Aim of the task: Can you reproduce the listing below with each "example of the format" changed to "format sample" and nothing else altered?

Dataset listing
start

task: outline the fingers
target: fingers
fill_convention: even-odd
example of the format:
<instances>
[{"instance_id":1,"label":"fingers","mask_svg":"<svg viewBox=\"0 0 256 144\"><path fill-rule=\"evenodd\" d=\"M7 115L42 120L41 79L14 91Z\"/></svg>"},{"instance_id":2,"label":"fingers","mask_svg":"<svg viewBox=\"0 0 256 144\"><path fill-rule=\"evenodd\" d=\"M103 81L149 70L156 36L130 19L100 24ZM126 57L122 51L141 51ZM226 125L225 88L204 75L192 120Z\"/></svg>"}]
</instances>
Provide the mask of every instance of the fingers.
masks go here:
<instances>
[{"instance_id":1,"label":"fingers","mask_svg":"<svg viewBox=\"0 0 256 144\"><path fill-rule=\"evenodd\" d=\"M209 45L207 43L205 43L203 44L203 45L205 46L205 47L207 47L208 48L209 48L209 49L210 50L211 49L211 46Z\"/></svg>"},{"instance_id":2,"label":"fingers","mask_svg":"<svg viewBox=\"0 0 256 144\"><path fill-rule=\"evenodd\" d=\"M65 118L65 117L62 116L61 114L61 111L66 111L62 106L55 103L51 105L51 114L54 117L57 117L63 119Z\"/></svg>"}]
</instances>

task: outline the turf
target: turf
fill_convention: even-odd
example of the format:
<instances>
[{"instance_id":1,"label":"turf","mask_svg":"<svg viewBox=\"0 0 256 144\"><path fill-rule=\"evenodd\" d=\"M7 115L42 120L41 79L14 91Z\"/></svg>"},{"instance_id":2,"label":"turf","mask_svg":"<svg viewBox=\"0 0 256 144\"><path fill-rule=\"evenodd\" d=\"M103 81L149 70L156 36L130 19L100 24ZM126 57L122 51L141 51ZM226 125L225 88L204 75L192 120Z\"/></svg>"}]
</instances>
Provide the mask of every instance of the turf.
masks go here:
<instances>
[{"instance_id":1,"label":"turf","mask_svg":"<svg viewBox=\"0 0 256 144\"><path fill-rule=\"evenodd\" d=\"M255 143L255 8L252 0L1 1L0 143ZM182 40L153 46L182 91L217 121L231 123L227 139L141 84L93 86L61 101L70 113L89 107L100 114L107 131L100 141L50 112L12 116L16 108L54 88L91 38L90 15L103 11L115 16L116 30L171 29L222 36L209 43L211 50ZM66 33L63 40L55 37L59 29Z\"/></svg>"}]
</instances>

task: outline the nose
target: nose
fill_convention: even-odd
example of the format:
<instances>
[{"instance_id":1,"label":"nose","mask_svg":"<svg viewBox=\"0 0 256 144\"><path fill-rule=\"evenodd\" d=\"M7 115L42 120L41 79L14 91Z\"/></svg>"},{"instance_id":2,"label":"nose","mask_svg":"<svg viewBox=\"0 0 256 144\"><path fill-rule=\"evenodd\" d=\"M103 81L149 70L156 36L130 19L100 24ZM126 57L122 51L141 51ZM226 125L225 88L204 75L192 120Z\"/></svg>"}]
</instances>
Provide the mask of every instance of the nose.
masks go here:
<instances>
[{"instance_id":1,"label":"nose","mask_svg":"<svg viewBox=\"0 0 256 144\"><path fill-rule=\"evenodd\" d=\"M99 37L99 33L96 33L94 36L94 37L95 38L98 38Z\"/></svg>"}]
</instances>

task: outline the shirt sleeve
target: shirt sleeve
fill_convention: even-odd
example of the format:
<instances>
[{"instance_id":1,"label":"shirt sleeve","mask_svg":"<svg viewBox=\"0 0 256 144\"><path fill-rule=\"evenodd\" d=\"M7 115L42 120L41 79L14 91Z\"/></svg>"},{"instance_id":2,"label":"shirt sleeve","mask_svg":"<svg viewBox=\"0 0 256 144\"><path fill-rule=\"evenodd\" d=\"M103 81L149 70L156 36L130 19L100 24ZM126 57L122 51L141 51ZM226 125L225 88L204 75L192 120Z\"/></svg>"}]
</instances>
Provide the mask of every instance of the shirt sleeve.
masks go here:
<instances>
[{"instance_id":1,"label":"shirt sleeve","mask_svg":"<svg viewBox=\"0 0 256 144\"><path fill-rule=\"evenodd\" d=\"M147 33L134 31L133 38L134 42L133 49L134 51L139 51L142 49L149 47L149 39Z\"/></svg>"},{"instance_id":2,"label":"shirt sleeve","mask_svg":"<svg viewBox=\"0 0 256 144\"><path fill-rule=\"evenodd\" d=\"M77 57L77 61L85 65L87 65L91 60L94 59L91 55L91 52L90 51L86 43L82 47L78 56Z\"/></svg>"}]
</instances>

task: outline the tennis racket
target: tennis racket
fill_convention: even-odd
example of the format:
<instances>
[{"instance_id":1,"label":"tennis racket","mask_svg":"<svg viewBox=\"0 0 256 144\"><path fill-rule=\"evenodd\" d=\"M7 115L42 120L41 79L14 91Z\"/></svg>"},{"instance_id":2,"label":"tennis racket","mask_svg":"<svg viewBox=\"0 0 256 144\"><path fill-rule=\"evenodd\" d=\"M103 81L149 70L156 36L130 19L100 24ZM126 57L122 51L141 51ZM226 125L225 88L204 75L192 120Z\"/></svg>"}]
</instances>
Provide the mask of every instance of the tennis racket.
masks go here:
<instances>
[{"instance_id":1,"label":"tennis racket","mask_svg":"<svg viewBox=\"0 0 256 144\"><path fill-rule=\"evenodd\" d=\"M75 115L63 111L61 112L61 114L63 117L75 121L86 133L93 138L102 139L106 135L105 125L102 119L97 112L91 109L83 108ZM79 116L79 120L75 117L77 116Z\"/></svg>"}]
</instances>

end

Solution to the problem:
task: outline the fingers
target: fingers
fill_convention: even-odd
format sample:
<instances>
[{"instance_id":1,"label":"fingers","mask_svg":"<svg viewBox=\"0 0 256 144\"><path fill-rule=\"evenodd\" d=\"M7 115L42 120L41 79L14 91Z\"/></svg>"},{"instance_id":2,"label":"fingers","mask_svg":"<svg viewBox=\"0 0 256 144\"><path fill-rule=\"evenodd\" d=\"M103 81L149 70L156 36L130 19L100 24ZM126 57L122 51L141 51ZM226 125L225 88L204 75L192 120Z\"/></svg>"}]
</instances>
Provide the mask of every instance of the fingers.
masks go here:
<instances>
[{"instance_id":1,"label":"fingers","mask_svg":"<svg viewBox=\"0 0 256 144\"><path fill-rule=\"evenodd\" d=\"M209 45L207 43L205 43L203 44L203 45L205 46L205 47L207 47L208 48L209 48L209 49L210 50L211 49L211 46Z\"/></svg>"},{"instance_id":2,"label":"fingers","mask_svg":"<svg viewBox=\"0 0 256 144\"><path fill-rule=\"evenodd\" d=\"M65 118L65 117L62 116L61 114L61 111L66 111L62 106L55 103L51 105L51 114L54 117L57 117L63 119Z\"/></svg>"}]
</instances>

task: outline the turf
target: turf
fill_convention: even-odd
format sample:
<instances>
[{"instance_id":1,"label":"turf","mask_svg":"<svg viewBox=\"0 0 256 144\"><path fill-rule=\"evenodd\" d=\"M7 115L42 120L41 79L14 91Z\"/></svg>"},{"instance_id":2,"label":"turf","mask_svg":"<svg viewBox=\"0 0 256 144\"><path fill-rule=\"evenodd\" d=\"M103 81L149 70L156 36L130 19L100 24ZM126 57L122 51L141 51ZM226 125L225 88L204 75L192 120Z\"/></svg>"}]
</instances>
Provide the mask of every instance of the turf.
masks go here:
<instances>
[{"instance_id":1,"label":"turf","mask_svg":"<svg viewBox=\"0 0 256 144\"><path fill-rule=\"evenodd\" d=\"M255 143L255 8L252 0L1 1L0 143ZM182 40L153 46L182 91L217 121L231 123L227 139L141 84L93 86L61 101L70 113L89 107L100 114L107 131L100 141L50 112L12 116L16 108L54 88L91 38L90 15L103 11L115 16L116 30L171 29L222 36L209 43L211 50ZM66 33L63 40L55 37L59 29Z\"/></svg>"}]
</instances>

task: outline the nose
target: nose
fill_convention: even-odd
format sample:
<instances>
[{"instance_id":1,"label":"nose","mask_svg":"<svg viewBox=\"0 0 256 144\"><path fill-rule=\"evenodd\" d=\"M7 115L42 120L41 79L14 91Z\"/></svg>"},{"instance_id":2,"label":"nose","mask_svg":"<svg viewBox=\"0 0 256 144\"><path fill-rule=\"evenodd\" d=\"M103 81L149 70L156 36L130 19L100 24ZM126 57L122 51L141 51ZM226 125L225 88L204 75L192 120Z\"/></svg>"}]
</instances>
Provide the mask of every instance of the nose.
masks go here:
<instances>
[{"instance_id":1,"label":"nose","mask_svg":"<svg viewBox=\"0 0 256 144\"><path fill-rule=\"evenodd\" d=\"M99 37L99 33L96 33L94 36L94 37L95 38L98 38Z\"/></svg>"}]
</instances>

task: outline the shirt sleeve
target: shirt sleeve
fill_convention: even-odd
format sample:
<instances>
[{"instance_id":1,"label":"shirt sleeve","mask_svg":"<svg viewBox=\"0 0 256 144\"><path fill-rule=\"evenodd\" d=\"M7 115L42 120L41 79L14 91Z\"/></svg>"},{"instance_id":2,"label":"shirt sleeve","mask_svg":"<svg viewBox=\"0 0 256 144\"><path fill-rule=\"evenodd\" d=\"M103 81L149 70L156 36L130 19L100 24ZM126 57L122 51L141 51ZM226 125L225 88L204 75L192 120Z\"/></svg>"}]
</instances>
Provide the mask of every instance of the shirt sleeve.
masks go here:
<instances>
[{"instance_id":1,"label":"shirt sleeve","mask_svg":"<svg viewBox=\"0 0 256 144\"><path fill-rule=\"evenodd\" d=\"M147 33L134 31L133 38L134 42L133 49L134 51L139 51L142 49L149 47L149 39Z\"/></svg>"},{"instance_id":2,"label":"shirt sleeve","mask_svg":"<svg viewBox=\"0 0 256 144\"><path fill-rule=\"evenodd\" d=\"M77 57L77 61L85 65L87 65L91 60L94 59L91 55L91 52L90 51L86 43L82 47L78 56Z\"/></svg>"}]
</instances>

task: outline the tennis racket
target: tennis racket
fill_convention: even-odd
format sample:
<instances>
[{"instance_id":1,"label":"tennis racket","mask_svg":"<svg viewBox=\"0 0 256 144\"><path fill-rule=\"evenodd\" d=\"M7 115L42 120L41 79L14 91Z\"/></svg>"},{"instance_id":2,"label":"tennis racket","mask_svg":"<svg viewBox=\"0 0 256 144\"><path fill-rule=\"evenodd\" d=\"M103 81L149 70L156 36L130 19L100 24ZM126 57L122 51L141 51ZM226 125L225 88L204 75L192 120Z\"/></svg>"}]
</instances>
Provide the mask of every instance of the tennis racket.
masks go here:
<instances>
[{"instance_id":1,"label":"tennis racket","mask_svg":"<svg viewBox=\"0 0 256 144\"><path fill-rule=\"evenodd\" d=\"M75 115L63 111L61 112L61 114L63 117L75 121L86 133L93 138L102 139L106 135L105 125L102 119L97 112L91 109L83 108ZM79 116L79 120L75 117L77 116Z\"/></svg>"}]
</instances>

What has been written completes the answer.